- Instructions to follow -
The required output is the line that contains "Annotate the dog in" plus every line after it in the listing below, copied exactly as it appears.

::: Data for the task :::

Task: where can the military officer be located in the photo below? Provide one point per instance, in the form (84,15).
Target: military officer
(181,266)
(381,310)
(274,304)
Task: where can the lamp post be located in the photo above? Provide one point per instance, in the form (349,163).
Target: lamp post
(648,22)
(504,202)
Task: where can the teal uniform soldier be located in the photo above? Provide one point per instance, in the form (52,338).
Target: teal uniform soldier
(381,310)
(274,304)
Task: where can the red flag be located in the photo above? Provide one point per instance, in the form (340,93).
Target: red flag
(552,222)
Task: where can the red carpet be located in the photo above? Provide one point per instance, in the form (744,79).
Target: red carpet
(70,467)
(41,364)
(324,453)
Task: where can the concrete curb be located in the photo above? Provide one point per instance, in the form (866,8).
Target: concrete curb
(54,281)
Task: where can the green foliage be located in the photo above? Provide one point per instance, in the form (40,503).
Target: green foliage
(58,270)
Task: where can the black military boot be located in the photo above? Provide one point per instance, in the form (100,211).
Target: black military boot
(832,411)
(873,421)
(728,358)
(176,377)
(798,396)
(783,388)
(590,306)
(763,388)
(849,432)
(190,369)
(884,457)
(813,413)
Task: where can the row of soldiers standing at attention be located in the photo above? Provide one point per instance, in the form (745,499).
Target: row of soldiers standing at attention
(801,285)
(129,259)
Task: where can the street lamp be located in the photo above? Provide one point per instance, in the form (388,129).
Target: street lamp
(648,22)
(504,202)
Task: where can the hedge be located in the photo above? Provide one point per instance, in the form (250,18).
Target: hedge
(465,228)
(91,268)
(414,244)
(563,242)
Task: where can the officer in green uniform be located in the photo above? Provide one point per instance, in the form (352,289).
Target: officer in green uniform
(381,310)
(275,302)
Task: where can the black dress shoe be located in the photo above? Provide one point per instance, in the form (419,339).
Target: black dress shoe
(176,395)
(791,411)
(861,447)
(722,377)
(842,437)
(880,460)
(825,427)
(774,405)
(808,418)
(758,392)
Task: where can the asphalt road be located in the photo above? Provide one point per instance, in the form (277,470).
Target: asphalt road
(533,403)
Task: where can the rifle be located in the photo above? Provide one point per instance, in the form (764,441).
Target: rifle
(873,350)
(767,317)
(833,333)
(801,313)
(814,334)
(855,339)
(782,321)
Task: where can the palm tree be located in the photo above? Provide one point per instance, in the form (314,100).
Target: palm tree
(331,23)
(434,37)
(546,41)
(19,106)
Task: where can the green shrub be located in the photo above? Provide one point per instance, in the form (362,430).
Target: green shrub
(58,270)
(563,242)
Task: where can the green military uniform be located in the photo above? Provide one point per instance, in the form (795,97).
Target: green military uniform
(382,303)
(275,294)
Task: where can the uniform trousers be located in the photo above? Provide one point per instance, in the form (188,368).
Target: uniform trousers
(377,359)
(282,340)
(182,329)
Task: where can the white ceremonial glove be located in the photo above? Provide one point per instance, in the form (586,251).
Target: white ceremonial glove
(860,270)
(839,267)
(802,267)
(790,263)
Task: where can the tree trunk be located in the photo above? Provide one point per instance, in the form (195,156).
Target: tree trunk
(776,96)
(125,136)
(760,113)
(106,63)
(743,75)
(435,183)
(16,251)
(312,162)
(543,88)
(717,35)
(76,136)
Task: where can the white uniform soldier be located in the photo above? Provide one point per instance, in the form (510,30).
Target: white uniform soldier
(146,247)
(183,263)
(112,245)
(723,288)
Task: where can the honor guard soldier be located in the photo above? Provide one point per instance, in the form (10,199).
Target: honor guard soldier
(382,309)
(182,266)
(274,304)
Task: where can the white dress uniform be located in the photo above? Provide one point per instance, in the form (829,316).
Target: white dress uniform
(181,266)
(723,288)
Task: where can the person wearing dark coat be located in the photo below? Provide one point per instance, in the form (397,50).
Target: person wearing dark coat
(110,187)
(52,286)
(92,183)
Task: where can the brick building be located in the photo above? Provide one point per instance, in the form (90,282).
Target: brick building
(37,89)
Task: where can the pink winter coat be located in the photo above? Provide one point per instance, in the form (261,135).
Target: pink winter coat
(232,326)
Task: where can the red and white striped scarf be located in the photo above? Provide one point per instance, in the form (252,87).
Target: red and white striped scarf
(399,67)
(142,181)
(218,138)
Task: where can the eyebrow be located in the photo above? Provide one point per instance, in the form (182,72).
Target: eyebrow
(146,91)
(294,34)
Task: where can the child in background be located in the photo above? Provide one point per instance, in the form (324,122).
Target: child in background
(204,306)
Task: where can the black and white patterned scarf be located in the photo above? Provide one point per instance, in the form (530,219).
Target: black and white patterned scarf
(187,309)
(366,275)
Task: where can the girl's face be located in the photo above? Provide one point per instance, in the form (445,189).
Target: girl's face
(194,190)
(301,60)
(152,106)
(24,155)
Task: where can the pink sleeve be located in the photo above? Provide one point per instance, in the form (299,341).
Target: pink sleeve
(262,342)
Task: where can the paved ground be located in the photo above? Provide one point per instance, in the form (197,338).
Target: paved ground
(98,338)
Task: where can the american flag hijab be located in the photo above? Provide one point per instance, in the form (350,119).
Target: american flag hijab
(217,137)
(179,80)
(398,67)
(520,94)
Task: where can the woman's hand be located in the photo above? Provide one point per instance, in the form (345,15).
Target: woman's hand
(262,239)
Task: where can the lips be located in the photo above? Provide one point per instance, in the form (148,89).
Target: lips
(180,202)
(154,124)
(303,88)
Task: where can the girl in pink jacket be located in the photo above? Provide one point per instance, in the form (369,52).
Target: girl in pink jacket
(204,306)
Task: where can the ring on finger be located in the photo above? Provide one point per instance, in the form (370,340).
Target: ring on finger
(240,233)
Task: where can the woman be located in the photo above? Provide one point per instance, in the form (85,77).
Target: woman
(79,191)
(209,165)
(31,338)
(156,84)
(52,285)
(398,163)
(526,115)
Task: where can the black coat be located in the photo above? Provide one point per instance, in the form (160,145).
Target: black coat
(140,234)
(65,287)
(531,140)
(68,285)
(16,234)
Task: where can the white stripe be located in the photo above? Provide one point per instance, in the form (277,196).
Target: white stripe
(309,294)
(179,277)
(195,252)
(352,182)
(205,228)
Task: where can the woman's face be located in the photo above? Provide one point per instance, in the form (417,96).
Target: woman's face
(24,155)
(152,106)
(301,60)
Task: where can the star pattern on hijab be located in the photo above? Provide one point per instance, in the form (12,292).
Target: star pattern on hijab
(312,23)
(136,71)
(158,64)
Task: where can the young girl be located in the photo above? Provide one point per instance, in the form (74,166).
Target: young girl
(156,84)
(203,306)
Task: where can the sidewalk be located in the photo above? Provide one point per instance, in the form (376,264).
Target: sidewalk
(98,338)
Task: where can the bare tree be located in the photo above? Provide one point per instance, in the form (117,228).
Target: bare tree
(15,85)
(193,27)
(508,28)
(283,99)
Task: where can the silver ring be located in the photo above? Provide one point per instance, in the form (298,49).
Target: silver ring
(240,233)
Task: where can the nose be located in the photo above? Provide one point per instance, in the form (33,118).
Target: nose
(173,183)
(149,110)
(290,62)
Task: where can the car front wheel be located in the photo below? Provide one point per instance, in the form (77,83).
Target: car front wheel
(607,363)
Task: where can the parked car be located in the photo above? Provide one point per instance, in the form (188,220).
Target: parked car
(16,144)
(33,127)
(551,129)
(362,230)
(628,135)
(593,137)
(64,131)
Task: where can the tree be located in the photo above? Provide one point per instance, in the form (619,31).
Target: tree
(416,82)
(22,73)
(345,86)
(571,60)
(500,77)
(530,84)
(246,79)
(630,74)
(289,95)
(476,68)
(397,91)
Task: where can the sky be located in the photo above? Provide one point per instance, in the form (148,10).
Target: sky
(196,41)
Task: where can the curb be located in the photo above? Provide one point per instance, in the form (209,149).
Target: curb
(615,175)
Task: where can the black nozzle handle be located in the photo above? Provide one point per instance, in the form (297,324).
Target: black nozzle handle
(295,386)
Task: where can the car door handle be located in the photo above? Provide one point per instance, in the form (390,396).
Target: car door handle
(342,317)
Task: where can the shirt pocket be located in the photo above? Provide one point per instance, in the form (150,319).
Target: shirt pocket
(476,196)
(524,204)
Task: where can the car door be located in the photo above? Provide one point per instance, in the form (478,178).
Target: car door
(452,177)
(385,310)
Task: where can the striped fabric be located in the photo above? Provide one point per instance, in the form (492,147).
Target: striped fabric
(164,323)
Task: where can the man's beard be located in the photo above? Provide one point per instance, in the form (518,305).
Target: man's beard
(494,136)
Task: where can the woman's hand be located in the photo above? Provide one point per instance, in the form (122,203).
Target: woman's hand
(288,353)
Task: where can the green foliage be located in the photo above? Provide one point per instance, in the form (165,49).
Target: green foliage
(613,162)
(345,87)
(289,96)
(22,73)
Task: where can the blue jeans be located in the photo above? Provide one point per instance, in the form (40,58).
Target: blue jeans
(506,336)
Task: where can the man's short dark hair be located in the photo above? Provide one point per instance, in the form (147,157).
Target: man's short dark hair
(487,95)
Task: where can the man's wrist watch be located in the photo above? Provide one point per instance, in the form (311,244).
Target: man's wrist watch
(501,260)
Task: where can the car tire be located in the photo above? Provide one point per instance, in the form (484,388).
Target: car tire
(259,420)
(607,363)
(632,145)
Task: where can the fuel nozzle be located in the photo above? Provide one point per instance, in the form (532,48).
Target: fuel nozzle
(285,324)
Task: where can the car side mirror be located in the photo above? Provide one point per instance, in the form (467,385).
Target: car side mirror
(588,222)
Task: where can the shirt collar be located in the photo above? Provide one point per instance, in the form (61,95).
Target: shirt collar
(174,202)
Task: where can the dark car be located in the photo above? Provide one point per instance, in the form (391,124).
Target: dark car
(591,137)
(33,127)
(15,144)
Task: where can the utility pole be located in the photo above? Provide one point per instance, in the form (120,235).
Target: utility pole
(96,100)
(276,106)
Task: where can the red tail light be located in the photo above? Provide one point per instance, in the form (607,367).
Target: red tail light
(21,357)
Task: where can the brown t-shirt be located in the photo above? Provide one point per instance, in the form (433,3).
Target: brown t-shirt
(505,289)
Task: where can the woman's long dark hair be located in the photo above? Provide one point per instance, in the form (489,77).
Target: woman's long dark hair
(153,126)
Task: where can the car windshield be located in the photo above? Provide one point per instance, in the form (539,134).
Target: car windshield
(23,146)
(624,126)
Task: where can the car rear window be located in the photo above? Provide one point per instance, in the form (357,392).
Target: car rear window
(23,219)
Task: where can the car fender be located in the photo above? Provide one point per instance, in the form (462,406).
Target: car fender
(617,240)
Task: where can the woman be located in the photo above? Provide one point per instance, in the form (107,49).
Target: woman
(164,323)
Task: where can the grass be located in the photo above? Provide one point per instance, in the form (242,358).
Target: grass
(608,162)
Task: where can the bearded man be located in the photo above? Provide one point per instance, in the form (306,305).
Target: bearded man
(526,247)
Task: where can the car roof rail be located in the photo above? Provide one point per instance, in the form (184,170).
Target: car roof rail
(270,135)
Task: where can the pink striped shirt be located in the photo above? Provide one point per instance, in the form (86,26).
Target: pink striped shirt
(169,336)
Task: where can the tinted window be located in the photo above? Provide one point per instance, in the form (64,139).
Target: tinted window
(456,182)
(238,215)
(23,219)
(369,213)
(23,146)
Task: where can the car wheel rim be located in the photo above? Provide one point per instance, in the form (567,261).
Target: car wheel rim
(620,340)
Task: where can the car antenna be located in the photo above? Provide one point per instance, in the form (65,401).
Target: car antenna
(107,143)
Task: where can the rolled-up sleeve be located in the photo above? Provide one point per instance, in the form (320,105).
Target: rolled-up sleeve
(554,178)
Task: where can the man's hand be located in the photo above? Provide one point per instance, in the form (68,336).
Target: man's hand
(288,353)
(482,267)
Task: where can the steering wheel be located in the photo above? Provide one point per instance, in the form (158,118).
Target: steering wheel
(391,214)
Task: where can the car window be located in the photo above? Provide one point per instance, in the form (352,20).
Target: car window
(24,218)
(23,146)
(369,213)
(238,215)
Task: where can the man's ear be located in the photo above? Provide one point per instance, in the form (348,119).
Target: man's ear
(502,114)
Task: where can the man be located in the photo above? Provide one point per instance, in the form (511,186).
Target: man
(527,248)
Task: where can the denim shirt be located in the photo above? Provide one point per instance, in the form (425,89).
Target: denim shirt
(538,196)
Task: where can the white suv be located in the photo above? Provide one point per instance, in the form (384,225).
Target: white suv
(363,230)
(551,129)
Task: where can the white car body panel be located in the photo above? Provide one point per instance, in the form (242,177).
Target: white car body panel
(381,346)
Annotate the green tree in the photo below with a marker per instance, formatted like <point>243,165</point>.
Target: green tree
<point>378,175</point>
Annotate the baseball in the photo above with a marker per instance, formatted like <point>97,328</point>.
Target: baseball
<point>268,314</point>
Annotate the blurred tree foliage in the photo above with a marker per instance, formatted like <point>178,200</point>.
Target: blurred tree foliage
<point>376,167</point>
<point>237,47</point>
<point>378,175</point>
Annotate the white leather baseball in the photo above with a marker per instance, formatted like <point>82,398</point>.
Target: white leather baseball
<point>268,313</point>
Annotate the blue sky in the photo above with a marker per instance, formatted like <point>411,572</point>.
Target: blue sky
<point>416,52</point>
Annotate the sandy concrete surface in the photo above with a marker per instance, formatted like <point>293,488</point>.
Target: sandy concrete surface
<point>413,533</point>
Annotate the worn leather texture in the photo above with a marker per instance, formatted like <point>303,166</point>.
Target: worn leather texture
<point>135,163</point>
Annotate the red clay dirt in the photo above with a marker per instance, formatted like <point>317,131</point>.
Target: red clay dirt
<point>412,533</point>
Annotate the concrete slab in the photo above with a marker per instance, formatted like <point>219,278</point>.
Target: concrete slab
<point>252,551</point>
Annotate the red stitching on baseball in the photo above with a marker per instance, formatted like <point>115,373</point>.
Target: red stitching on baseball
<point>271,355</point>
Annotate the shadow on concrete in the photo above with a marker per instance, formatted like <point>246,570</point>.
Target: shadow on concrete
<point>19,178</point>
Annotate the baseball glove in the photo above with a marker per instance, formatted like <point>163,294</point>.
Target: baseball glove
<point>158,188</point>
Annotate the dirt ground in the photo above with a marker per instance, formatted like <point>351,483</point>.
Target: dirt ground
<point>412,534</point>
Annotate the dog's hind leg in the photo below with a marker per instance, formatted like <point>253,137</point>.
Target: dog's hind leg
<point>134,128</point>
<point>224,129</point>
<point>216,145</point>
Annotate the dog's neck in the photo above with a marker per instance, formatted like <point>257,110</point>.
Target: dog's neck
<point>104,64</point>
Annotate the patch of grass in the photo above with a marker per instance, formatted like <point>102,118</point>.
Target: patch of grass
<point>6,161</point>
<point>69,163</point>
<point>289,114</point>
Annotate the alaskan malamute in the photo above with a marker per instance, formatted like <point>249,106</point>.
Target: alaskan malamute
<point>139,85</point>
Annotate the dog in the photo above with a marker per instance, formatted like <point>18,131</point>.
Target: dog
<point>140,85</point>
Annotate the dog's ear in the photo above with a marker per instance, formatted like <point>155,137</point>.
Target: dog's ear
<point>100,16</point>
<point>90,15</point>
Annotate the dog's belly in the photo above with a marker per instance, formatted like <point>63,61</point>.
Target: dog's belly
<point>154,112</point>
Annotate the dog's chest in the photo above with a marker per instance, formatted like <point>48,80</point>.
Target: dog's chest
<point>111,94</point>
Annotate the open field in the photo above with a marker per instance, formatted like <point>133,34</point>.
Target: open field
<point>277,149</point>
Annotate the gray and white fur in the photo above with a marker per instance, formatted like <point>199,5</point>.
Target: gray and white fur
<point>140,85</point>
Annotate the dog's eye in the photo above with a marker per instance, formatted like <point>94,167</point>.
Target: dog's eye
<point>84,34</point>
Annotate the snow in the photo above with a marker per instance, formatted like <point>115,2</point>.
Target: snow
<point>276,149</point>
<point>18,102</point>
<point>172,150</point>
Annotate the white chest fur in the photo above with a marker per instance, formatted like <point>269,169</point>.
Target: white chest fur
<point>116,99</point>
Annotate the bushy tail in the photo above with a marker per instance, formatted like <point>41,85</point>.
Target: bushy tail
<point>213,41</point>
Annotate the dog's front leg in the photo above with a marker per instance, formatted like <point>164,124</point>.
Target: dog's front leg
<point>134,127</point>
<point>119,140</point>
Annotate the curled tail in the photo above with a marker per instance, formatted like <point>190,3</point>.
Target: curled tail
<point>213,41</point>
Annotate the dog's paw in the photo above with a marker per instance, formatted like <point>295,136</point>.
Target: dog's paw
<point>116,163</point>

:::

- Written response -
Annotate the dog in the photo above with a marker per instance, formatted like <point>18,131</point>.
Target: dog
<point>140,85</point>
Annotate the dog's ear in the photo above with a marker per instance, formatted like <point>155,137</point>.
Target: dog's ear
<point>100,16</point>
<point>90,15</point>
Annotate the dog's belly in the photo above with a marker per instance, formatted like <point>63,61</point>.
Target: dog's belly
<point>154,112</point>
Annotate the dog's chest in the photo above with a marker per instance, formatted like <point>48,80</point>.
Target: dog's chest
<point>111,94</point>
Annotate the open field in the photo above with a marker per instance, formatted like <point>133,34</point>.
Target: open field
<point>277,149</point>
Annotate the gray and white fur in the photo above with a marker per instance, formatted like <point>199,5</point>.
Target: gray and white fur
<point>140,85</point>
Annotate the dog's eye in the photo above with a marker per instance, formatted like <point>94,167</point>.
Target: dog's eye
<point>84,34</point>
Annotate the snow in the photo above with a marker per instance, formatted like <point>115,2</point>.
Target: snow
<point>276,149</point>
<point>18,102</point>
<point>172,150</point>
Annotate the white chest fur in the photo above with a marker per instance, formatted like <point>269,169</point>.
Target: white chest fur
<point>116,99</point>
Annotate the bushy tail in the photo above with a marker per instance, formatted like <point>41,85</point>.
Target: bushy tail
<point>213,41</point>
Annotate the dog's front leg in the photo above with a marker per instance, formatted like <point>164,124</point>.
Target: dog's front leg
<point>134,127</point>
<point>119,140</point>
Annotate the curled tail in the photo above with a marker per instance, formatted like <point>190,3</point>.
Target: curled tail
<point>213,41</point>
Annotate the dog's paw in the photo above with a marker per instance, formatted like <point>295,136</point>.
Target: dog's paw
<point>116,163</point>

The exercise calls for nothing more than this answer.